# Problems to solve
1. Rewrite the SMACNA conference article between "Contractors, policymakers and" and "Bacon (R-Neb.) (right).", inclusive, using "hope" in place of "optimism".
2. Carry on the SMACNA conference article from its final sentence.

# Selected passage
Inside SMACNA’s First Washington, D.C. Leadership Conference

Contractors, policymakers and industry experts convened on Capitol Hill for two days of policy briefings, lobbying and hard conversations about tariffs, pensions and the future of the construction industry.

When Stan Kolbe, SMACNA’s Executive Director of Government and Political Affairs, stepped to the podium on the morning of May 7 to welcome a room full of contractors, chapter executives and labor allies to Washington, D.C., he opened with optimism. 

Mike Coleman, General President of SMART (left); Todd Hill, SMACNA President (center); Rep. Don Bacon (R-Neb.) (right).

“The political environment is still challenging,” Kolbe told the group, “but there are also reasons to be optimistic.”

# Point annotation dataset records
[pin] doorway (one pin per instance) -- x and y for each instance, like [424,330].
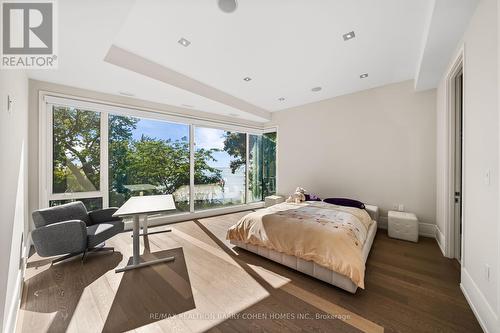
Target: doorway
[457,127]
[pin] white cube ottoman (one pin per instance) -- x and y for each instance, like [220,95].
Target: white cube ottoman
[403,225]
[273,200]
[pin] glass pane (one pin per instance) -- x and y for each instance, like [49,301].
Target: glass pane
[255,168]
[76,150]
[220,161]
[148,157]
[269,163]
[90,203]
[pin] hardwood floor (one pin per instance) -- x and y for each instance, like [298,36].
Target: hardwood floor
[213,286]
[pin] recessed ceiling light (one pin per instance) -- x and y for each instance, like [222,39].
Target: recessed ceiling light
[184,42]
[228,6]
[349,35]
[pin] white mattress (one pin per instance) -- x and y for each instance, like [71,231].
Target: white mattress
[309,267]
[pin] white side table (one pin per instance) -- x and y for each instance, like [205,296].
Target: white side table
[273,200]
[403,225]
[141,206]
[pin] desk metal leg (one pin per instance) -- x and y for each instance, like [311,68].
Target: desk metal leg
[136,258]
[145,225]
[136,244]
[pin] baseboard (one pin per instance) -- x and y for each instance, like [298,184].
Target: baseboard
[424,229]
[427,230]
[479,305]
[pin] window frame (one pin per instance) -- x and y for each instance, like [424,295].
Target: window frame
[48,100]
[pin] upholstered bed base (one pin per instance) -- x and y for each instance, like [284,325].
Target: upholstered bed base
[309,267]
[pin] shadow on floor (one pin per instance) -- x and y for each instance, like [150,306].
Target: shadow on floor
[58,288]
[150,294]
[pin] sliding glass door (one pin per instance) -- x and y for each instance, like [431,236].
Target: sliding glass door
[219,168]
[103,157]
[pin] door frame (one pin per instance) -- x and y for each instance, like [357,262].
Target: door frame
[450,225]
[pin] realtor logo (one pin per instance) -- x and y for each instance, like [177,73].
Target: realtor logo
[28,32]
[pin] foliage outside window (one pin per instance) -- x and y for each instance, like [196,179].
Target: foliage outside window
[219,172]
[147,157]
[76,150]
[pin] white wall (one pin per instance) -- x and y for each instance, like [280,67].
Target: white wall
[481,153]
[377,146]
[13,196]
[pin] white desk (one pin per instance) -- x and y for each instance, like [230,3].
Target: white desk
[135,207]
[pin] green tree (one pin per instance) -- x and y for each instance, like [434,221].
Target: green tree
[262,172]
[76,150]
[165,163]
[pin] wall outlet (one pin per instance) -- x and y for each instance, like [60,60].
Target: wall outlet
[487,272]
[9,103]
[487,177]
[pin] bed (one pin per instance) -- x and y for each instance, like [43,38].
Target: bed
[328,242]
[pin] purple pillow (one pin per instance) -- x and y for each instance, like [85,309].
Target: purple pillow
[312,197]
[345,202]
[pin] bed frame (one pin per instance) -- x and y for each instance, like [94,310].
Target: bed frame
[311,268]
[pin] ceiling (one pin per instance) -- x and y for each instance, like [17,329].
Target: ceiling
[285,47]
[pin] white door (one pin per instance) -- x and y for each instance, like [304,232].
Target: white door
[458,164]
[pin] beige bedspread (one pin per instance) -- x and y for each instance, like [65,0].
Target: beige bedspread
[331,236]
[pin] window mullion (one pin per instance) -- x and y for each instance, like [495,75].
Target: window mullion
[104,170]
[191,167]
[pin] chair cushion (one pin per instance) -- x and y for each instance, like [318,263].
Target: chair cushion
[71,211]
[98,233]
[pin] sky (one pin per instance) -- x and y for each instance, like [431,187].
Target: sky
[204,137]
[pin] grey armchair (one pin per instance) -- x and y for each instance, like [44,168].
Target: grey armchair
[70,230]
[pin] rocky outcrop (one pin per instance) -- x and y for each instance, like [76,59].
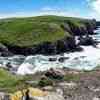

# Task-by-task outputs
1.
Contractors, policymakers and industry experts convened on Capitol Hill for two days of policy briefings, lobbying and hard conversations about tariffs, pensions and the future of the construction industry.

When Stan Kolbe, SMACNA’s Executive Director of Government and Political Affairs, stepped to the podium on the morning of May 7 to welcome a room full of contractors, chapter executives and labor allies to Washington, D.C., he opened with hope. 

Mike Coleman, General President of SMART (left); Todd Hill, SMACNA President (center); Rep. Don Bacon (R-Neb.) (right).

2.
That measured confidence set the tone for the first-ever SMACNA Washington, D.C. Leadership Conference, a two-day immersion into the legislative realities shaping the sheet metal and HVAC contracting industry. Held May 7–8, the conference brought together SMACNA members, sitting members of Congress, agency officials, labor partners and policy experts for a look at the issues that keep contractors up at night: tariffs, pension security, workforce development, tax incentives, global trade and geopolitical conflicts.

Rep. Don Bacon (R-Neb.) (top left); Brendan Larkin, Chief Policy Staff for Rep. Paul Tonko (D-N.Y.), sponsor of indoor air quality in a SMACNA-endorsed bill; Stan Kolbe, SMACNA’s Executive Director of Government and Political Affairs (top right); CA-based SMACNA members Gina Medel and Carmen Koo with Rep. Pete Aguilar (D-Calif.) (bottom center); SMACNA members at the opening reception before the Washington Nationals Game vs. Minnesota Twins at Nats Park (bottom right).

The conference also welcomed SMART General President Michael Coleman, whose presence underscored the depth of the labor-management partnership that is central to SMACNA’s advocacy strategy.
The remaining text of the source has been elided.